[START Input]

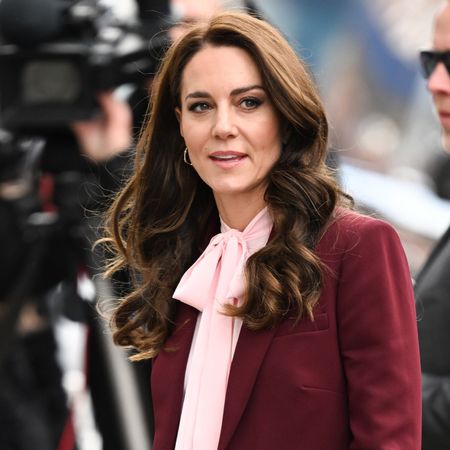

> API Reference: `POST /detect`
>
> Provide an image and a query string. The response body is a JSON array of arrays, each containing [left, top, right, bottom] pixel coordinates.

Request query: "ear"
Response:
[[175, 106, 184, 137], [281, 123, 292, 145]]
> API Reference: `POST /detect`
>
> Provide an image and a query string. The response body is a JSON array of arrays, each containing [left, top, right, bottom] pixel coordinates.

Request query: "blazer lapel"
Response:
[[152, 302, 198, 449], [218, 325, 277, 450]]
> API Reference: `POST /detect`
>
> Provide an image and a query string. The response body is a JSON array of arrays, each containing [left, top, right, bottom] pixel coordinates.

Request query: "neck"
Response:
[[215, 192, 267, 231]]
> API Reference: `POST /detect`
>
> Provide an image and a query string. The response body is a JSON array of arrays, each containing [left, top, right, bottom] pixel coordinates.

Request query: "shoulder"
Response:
[[318, 208, 400, 251]]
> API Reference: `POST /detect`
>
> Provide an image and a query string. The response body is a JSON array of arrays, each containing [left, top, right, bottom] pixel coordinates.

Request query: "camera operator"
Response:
[[0, 0, 168, 450]]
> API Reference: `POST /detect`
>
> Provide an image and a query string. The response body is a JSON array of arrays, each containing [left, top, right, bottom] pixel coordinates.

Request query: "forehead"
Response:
[[433, 1, 450, 50], [181, 45, 262, 91]]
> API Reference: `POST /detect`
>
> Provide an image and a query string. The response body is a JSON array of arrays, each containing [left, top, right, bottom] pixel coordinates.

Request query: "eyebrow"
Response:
[[184, 84, 265, 100]]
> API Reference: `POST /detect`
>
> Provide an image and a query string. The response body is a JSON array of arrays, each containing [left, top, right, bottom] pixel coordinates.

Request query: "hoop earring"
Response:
[[183, 147, 192, 166]]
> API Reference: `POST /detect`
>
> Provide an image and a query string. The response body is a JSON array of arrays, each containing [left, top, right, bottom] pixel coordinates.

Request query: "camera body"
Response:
[[0, 0, 166, 130]]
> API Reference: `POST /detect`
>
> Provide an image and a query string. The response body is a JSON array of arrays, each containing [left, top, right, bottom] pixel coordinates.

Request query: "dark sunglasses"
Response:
[[420, 50, 450, 78]]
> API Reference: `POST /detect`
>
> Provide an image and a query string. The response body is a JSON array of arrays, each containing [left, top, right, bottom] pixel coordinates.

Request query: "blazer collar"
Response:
[[218, 325, 277, 450]]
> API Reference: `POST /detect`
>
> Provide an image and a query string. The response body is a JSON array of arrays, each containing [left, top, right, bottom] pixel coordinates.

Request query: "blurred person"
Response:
[[415, 1, 450, 450], [99, 13, 421, 450]]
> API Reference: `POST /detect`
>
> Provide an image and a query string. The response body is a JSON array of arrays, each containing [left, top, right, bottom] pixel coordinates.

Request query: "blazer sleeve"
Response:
[[337, 218, 421, 450], [422, 374, 450, 450]]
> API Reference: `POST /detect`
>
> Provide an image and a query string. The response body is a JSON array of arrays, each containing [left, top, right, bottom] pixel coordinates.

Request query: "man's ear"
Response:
[[175, 106, 184, 137]]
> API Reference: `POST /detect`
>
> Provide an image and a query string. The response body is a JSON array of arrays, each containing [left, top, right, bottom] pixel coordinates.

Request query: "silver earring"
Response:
[[183, 147, 192, 166]]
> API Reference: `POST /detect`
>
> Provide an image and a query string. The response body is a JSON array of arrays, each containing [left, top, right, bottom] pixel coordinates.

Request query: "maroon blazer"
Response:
[[152, 212, 421, 450]]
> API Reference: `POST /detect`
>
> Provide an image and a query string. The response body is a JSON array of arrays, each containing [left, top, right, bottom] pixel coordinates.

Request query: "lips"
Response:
[[438, 111, 450, 125], [209, 151, 246, 161], [209, 150, 247, 168]]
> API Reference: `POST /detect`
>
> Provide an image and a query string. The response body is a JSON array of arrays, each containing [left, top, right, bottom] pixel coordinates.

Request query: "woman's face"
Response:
[[177, 46, 281, 204]]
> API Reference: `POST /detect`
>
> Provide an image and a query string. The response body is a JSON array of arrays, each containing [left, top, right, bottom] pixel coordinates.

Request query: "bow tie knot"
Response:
[[173, 208, 272, 450]]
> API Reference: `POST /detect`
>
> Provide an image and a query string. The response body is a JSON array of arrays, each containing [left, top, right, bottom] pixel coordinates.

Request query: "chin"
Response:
[[442, 132, 450, 154]]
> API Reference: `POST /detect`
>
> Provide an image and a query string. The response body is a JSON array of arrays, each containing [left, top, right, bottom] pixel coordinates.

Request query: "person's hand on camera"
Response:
[[71, 92, 133, 162]]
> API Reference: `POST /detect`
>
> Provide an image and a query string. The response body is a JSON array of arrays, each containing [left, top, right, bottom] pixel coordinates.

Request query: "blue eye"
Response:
[[188, 102, 209, 112], [241, 97, 262, 109]]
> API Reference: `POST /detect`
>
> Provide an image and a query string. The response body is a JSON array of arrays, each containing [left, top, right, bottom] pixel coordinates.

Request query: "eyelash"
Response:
[[188, 97, 263, 112]]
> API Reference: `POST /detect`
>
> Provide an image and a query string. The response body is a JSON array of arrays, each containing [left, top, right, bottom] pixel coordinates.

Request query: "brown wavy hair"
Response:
[[102, 13, 345, 359]]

[END Input]

Short exercise
Rewrite only the stretch from the start of the entries through the line containing "[[318, 208, 400, 251]]", both ends included, keeping the requests as they are and leaving out the pictures. In the responses, multiply every box coordinate by 1.05 and round it to a whole number, with halves rounded up.

Exercise output
> API Reference: `POST /detect`
>
> Provide an image and a query string. The response body is a JSON array of arrays, each containing [left, top, right, bottom] pixel coordinates.

Request query: "ear"
Response:
[[184, 111, 193, 144], [295, 129, 307, 152]]
> API Reference: `POST /detect`
>
> Provide an image and a query string. The response body is a JSON array of arrays, each containing [left, top, right, bottom] pixel coordinates.

Request query: "blazer lapel"
Response:
[[160, 317, 208, 471], [229, 341, 291, 473]]
> API Reference: `POST /detect`
>
> Provide an image and a query string. The response body is a JSON array of arrays, each containing [left, top, right, bottom] pixel coordinates.

Request query: "neck"
Response:
[[226, 202, 280, 243]]
> API Reference: `POST /detect`
>
> Provide an image and a query string. The response body is a JSON array of arrays, each containing [left, top, right, bottom] pixel coordinates.

Request query: "shoulder"
Response:
[[334, 218, 420, 264]]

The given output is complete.